[Opening Given entries section]
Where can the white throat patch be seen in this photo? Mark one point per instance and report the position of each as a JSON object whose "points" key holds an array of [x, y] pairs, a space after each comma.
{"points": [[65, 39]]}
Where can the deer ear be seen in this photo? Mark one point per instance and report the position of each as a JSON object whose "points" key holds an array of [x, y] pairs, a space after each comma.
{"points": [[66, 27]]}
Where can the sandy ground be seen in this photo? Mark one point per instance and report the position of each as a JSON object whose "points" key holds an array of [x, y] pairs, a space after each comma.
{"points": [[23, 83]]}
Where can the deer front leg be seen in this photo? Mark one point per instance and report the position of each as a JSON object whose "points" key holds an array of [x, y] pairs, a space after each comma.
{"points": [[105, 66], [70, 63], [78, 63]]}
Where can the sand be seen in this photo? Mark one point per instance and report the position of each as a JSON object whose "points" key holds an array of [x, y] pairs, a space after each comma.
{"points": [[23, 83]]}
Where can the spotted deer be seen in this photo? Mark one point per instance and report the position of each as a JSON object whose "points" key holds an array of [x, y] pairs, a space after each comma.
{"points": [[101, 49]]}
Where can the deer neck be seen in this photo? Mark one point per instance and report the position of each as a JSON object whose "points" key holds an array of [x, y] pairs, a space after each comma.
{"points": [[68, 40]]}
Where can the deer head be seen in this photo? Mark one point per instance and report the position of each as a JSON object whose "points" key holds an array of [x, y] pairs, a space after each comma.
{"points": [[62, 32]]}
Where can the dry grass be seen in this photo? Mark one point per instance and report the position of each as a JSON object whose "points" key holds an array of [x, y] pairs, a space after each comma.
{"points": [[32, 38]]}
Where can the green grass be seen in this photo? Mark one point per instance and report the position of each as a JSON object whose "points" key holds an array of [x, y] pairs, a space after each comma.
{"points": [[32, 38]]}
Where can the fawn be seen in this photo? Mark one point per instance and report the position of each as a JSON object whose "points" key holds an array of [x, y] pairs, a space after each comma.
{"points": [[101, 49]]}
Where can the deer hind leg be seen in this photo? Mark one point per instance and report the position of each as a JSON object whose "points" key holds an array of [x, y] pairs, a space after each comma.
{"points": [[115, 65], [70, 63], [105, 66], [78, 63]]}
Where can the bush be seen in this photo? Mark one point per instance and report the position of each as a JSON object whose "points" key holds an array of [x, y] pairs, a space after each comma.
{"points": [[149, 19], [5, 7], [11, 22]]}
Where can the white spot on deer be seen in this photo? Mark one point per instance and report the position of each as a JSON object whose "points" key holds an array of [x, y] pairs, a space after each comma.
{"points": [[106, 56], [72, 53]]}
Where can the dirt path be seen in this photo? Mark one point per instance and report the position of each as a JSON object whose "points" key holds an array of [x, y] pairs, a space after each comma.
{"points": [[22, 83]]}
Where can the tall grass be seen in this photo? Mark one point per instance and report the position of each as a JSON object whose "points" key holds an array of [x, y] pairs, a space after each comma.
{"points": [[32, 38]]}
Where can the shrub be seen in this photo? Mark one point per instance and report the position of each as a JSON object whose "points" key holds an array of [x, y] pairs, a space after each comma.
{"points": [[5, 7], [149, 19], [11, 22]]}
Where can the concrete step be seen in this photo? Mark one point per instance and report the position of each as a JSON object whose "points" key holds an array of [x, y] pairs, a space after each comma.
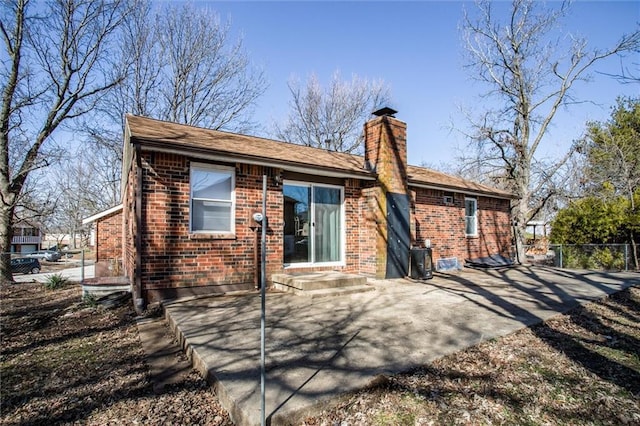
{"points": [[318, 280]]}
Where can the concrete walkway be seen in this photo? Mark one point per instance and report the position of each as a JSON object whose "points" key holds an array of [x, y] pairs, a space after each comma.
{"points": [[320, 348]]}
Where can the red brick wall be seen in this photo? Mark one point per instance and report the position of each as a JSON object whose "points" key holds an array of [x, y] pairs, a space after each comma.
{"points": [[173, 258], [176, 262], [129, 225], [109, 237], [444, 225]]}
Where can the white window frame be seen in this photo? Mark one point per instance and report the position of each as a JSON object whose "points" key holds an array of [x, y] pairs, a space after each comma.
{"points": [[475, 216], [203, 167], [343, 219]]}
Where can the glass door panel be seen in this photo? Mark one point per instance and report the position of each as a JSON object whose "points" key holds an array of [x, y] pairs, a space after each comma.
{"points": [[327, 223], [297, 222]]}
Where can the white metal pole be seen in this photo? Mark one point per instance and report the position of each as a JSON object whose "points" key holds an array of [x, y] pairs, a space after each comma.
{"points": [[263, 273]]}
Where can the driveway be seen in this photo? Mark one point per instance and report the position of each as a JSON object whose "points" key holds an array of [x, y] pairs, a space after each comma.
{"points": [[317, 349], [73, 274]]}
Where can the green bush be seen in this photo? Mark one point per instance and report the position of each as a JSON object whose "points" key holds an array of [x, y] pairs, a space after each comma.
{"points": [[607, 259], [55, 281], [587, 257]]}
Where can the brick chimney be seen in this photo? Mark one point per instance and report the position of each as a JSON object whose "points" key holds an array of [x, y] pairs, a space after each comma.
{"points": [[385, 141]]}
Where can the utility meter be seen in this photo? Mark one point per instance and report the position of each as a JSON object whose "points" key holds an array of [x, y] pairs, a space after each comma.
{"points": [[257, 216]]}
[Closing Given entries section]
[Opening Given entries section]
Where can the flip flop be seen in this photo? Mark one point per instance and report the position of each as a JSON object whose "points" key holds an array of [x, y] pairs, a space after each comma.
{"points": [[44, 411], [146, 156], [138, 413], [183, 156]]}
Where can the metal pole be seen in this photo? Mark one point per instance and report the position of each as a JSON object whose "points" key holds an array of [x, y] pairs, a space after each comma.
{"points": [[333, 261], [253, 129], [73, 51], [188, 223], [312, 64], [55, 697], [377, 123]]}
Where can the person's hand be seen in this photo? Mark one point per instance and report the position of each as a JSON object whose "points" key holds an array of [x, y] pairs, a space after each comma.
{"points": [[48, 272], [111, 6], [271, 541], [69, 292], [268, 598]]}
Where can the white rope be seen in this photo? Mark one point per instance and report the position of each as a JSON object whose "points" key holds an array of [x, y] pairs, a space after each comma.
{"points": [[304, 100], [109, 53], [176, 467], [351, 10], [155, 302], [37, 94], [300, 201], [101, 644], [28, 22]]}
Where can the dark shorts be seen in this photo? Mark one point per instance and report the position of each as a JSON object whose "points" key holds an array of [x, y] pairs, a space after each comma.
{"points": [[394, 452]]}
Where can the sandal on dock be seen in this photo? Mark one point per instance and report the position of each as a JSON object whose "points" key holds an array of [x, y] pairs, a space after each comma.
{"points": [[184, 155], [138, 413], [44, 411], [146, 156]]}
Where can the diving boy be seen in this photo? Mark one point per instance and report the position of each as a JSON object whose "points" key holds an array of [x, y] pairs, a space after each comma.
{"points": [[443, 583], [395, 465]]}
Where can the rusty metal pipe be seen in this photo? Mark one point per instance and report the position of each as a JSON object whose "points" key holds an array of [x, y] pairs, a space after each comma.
[Closing Given entries section]
▶ _Problem description_: Retype only the stretch of lines above starting at the one with "Where can the diving" and stopping at the one with "Where can the rusty", exactly as written, with both kept.

▶ _Output of the exercise_:
Where can the diving boy be seen in this photo? Mark one point per instance and report the position of each as a JSON object whose "points" key holds an array of [x, y] pairs, a space after each comma.
{"points": [[443, 583], [395, 465]]}
Where can the rusty metal pipe be seen in this photo? Mark one point per instance and report the position of each as a JSON object whose "points" key holds an array of [x, y] pairs, a space after each comma.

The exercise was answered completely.